= WHAT YOU SHOULD DO =
Starting at the line with "Return one point for each instance of the reflected shower" and stopping at the final line, retype the data below exactly; do not carry over any pictures.

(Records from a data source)
☆ ☆ ☆ ☆ ☆ ☆ ☆

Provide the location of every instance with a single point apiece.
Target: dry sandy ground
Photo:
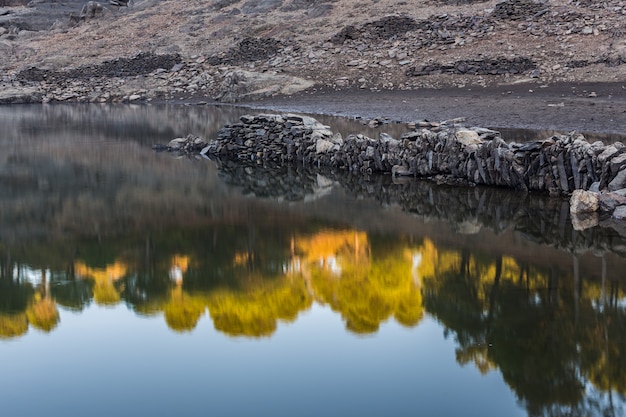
(369, 58)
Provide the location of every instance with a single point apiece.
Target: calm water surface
(139, 283)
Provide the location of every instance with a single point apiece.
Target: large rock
(619, 181)
(239, 84)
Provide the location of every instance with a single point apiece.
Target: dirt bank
(585, 107)
(558, 64)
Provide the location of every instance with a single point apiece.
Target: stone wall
(444, 151)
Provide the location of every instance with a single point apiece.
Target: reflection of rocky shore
(541, 219)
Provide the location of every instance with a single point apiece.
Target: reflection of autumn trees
(366, 284)
(556, 337)
(22, 305)
(104, 290)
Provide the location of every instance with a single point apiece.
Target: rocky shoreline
(233, 51)
(446, 152)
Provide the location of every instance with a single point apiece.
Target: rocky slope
(232, 50)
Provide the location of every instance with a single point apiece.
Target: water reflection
(190, 243)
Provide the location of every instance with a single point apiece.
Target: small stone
(620, 213)
(583, 202)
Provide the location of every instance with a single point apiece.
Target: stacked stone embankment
(444, 151)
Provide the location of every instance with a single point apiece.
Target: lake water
(140, 283)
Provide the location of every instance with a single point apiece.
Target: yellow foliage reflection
(13, 325)
(255, 312)
(183, 311)
(43, 313)
(104, 292)
(365, 287)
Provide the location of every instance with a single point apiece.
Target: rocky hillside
(241, 49)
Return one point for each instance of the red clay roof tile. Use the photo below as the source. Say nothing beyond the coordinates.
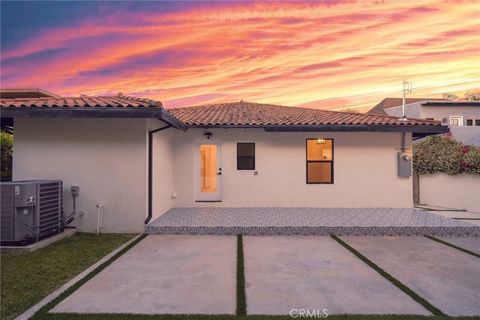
(256, 114)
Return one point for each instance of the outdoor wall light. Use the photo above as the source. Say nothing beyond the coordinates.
(207, 134)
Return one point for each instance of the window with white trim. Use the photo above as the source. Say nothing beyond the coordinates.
(456, 120)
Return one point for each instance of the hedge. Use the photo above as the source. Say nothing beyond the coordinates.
(444, 154)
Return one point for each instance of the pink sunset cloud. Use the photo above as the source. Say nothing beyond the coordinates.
(284, 53)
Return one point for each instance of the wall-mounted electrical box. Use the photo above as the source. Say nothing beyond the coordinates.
(404, 160)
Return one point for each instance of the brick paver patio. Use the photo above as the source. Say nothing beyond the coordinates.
(309, 221)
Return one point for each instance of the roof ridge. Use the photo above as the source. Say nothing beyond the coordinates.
(301, 108)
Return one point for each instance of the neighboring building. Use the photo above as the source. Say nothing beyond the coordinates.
(21, 93)
(25, 93)
(463, 117)
(139, 160)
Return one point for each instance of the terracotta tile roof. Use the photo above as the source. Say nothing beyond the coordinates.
(256, 114)
(80, 102)
(395, 102)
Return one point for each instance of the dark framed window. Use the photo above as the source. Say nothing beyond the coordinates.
(319, 162)
(245, 156)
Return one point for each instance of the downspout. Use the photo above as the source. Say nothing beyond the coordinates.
(150, 169)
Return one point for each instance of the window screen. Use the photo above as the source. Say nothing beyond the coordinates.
(245, 156)
(319, 161)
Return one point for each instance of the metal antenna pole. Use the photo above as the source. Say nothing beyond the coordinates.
(407, 88)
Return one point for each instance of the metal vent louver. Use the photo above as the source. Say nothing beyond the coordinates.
(6, 211)
(30, 210)
(49, 203)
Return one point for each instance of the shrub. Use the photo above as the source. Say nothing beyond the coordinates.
(6, 142)
(443, 154)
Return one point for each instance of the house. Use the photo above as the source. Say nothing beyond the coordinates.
(137, 159)
(13, 93)
(463, 117)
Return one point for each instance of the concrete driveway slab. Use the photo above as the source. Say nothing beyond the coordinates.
(444, 276)
(284, 273)
(164, 275)
(469, 243)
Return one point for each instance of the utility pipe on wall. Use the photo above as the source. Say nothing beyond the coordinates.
(150, 170)
(100, 208)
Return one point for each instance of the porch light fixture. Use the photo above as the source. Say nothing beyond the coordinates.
(207, 134)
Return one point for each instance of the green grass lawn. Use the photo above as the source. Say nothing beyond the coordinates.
(27, 278)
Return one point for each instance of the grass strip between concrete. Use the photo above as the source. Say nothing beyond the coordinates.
(415, 296)
(241, 296)
(453, 246)
(43, 312)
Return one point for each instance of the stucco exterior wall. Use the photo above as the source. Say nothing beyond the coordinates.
(105, 157)
(439, 113)
(162, 167)
(457, 192)
(365, 170)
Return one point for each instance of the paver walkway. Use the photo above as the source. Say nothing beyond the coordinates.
(316, 273)
(308, 221)
(468, 243)
(446, 277)
(164, 274)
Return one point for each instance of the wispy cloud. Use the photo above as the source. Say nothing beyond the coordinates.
(318, 54)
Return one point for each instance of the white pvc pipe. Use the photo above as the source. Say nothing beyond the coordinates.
(100, 208)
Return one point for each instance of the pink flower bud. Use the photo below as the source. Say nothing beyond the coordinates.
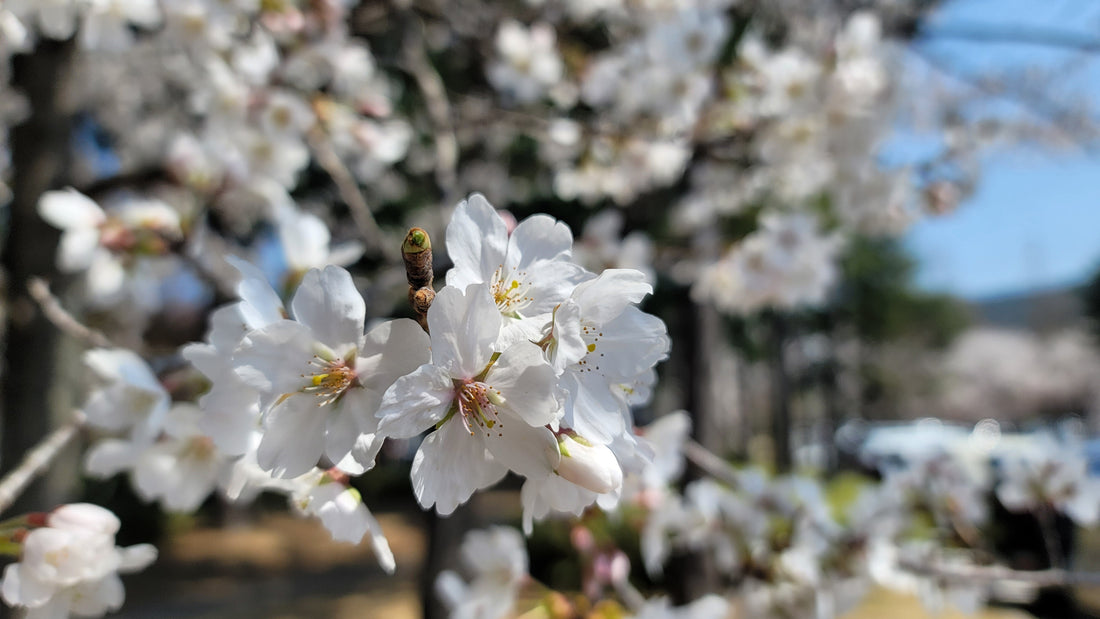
(589, 465)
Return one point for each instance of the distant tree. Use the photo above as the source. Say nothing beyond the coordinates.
(1090, 297)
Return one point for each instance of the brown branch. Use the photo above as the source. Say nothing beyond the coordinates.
(62, 319)
(711, 463)
(439, 108)
(37, 461)
(416, 252)
(348, 187)
(979, 574)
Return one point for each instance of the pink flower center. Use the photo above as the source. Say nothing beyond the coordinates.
(476, 405)
(330, 379)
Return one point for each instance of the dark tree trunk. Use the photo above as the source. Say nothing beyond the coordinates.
(780, 395)
(691, 575)
(444, 537)
(40, 147)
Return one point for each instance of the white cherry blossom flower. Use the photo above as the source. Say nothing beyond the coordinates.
(107, 22)
(528, 64)
(490, 409)
(320, 378)
(496, 559)
(597, 340)
(342, 511)
(528, 272)
(1054, 474)
(129, 398)
(72, 565)
(178, 471)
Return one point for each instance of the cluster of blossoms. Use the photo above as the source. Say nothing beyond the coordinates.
(68, 563)
(531, 366)
(497, 562)
(536, 350)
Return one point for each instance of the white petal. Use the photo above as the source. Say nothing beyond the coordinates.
(69, 209)
(567, 346)
(110, 457)
(604, 298)
(450, 466)
(528, 384)
(416, 402)
(294, 438)
(261, 305)
(539, 238)
(463, 327)
(77, 250)
(476, 241)
(531, 452)
(272, 360)
(329, 304)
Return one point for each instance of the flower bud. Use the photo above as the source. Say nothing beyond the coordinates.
(587, 465)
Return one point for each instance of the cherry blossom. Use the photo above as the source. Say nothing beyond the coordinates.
(491, 409)
(320, 378)
(72, 565)
(496, 559)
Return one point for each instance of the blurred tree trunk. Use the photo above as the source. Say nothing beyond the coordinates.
(40, 147)
(780, 394)
(444, 537)
(691, 575)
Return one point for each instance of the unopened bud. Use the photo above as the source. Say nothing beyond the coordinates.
(589, 465)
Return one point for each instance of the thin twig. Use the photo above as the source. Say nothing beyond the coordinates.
(711, 463)
(37, 460)
(62, 319)
(348, 187)
(439, 108)
(999, 573)
(1021, 34)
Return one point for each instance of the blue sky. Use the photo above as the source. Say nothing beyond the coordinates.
(1034, 219)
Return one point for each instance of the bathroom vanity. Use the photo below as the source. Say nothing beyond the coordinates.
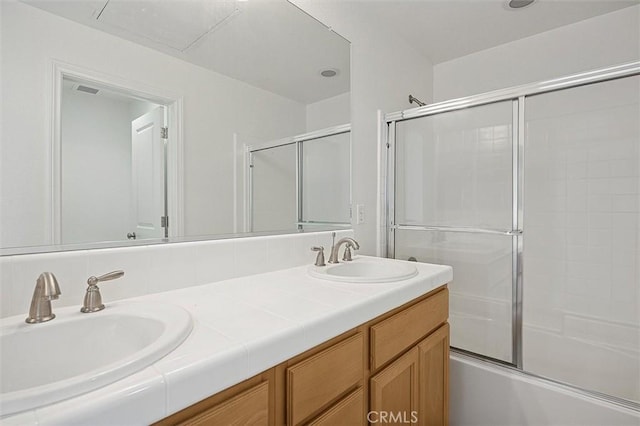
(282, 347)
(393, 367)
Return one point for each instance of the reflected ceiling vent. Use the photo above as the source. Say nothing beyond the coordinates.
(86, 89)
(519, 4)
(329, 72)
(172, 24)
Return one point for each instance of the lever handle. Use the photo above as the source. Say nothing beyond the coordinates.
(320, 257)
(106, 277)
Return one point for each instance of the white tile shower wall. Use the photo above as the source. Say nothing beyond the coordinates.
(153, 269)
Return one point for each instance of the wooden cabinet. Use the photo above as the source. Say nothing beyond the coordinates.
(395, 391)
(348, 411)
(251, 407)
(322, 378)
(391, 370)
(433, 354)
(415, 387)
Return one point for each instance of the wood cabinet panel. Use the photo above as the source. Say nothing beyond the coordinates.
(434, 378)
(395, 391)
(399, 332)
(324, 377)
(251, 407)
(349, 411)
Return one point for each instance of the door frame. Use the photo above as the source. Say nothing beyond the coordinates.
(173, 104)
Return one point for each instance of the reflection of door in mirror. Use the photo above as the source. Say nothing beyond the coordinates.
(103, 133)
(148, 175)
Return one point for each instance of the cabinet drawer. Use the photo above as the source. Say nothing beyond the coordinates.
(395, 334)
(251, 407)
(349, 411)
(322, 378)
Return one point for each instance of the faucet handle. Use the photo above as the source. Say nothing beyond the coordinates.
(347, 252)
(320, 257)
(93, 298)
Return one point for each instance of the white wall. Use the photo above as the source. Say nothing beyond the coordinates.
(215, 107)
(598, 42)
(384, 70)
(329, 112)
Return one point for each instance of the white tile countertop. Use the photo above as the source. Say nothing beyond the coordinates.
(242, 327)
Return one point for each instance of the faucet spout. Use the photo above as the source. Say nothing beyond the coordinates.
(333, 258)
(46, 290)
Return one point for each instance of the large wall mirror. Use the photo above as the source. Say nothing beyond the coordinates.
(130, 122)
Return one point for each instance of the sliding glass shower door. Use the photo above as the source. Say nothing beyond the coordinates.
(532, 194)
(581, 257)
(454, 206)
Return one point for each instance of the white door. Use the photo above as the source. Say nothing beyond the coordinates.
(147, 172)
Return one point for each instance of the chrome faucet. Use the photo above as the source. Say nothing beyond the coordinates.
(47, 289)
(320, 257)
(93, 298)
(333, 257)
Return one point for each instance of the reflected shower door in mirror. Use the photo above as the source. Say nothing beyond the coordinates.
(220, 69)
(301, 182)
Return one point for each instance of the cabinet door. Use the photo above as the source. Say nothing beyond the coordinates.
(434, 378)
(395, 391)
(251, 407)
(349, 411)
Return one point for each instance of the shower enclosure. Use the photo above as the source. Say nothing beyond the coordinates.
(532, 195)
(300, 182)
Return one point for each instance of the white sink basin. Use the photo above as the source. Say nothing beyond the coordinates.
(365, 270)
(76, 353)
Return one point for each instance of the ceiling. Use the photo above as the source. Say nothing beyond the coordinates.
(237, 38)
(446, 29)
(270, 44)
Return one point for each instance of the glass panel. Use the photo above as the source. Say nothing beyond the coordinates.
(274, 189)
(582, 227)
(480, 294)
(454, 169)
(326, 177)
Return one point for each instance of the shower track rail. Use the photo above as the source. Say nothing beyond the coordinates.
(517, 96)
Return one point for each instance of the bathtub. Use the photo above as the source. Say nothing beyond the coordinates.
(483, 393)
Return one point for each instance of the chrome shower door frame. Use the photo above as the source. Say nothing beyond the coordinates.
(517, 95)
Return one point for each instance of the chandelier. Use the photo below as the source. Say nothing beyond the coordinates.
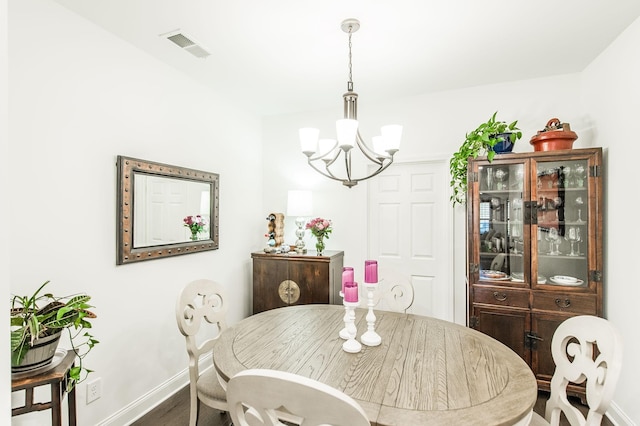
(322, 154)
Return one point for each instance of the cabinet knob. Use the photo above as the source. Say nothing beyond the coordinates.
(289, 291)
(500, 297)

☆ ☆ ☆ ☆ ☆ ☆ ☆

= OUTPUT FOR THIS EXERCISE =
Return one point for each instance of the reflected shower door in mirror. Use the photo above as the source. Say nothing beyond the coordinates.
(220, 69)
(301, 182)
Return one point for each instance of the cabinet door. Use the photo above as the source. Say nothing beyond the coordinates.
(434, 378)
(395, 391)
(251, 407)
(349, 411)
Return one point for each instance of the shower enclosure. Use the photo above as the source. Say nothing beyond the coordinates.
(532, 195)
(300, 182)
Return one point for each instance of the white sink basin. Use the photo above as the source. Say nothing beyond the coordinates.
(365, 270)
(76, 353)
Return one point for each instance of the ceiling. Use the photo above as the source. Say nothing beyond the coordinates.
(237, 38)
(446, 29)
(270, 44)
Return one point for each instance of the glass panel. Use the photo above as the source. Say nothing beyond the coordinates.
(274, 189)
(582, 227)
(480, 294)
(454, 169)
(326, 177)
Return one point for each instance of the shower track rail. Use the photo above as the source. Say nothing beyond the coordinates.
(517, 96)
Return one point for each instance of the bathtub. Use the photo above as the source. Say nothing beyond the coordinates.
(483, 393)
Return one point for each instance of the chrome shower door frame. Use the photo above as the source. Say nothing beyond the coordinates.
(517, 95)
Return one point for each instance of the chandelier. Use the photo below as the source. Say nothing beyond the coordinates.
(322, 154)
Return one point for each instance of the cabinet knob. Use the photo above as the source. Say nothing beyond the coordinates.
(289, 291)
(500, 297)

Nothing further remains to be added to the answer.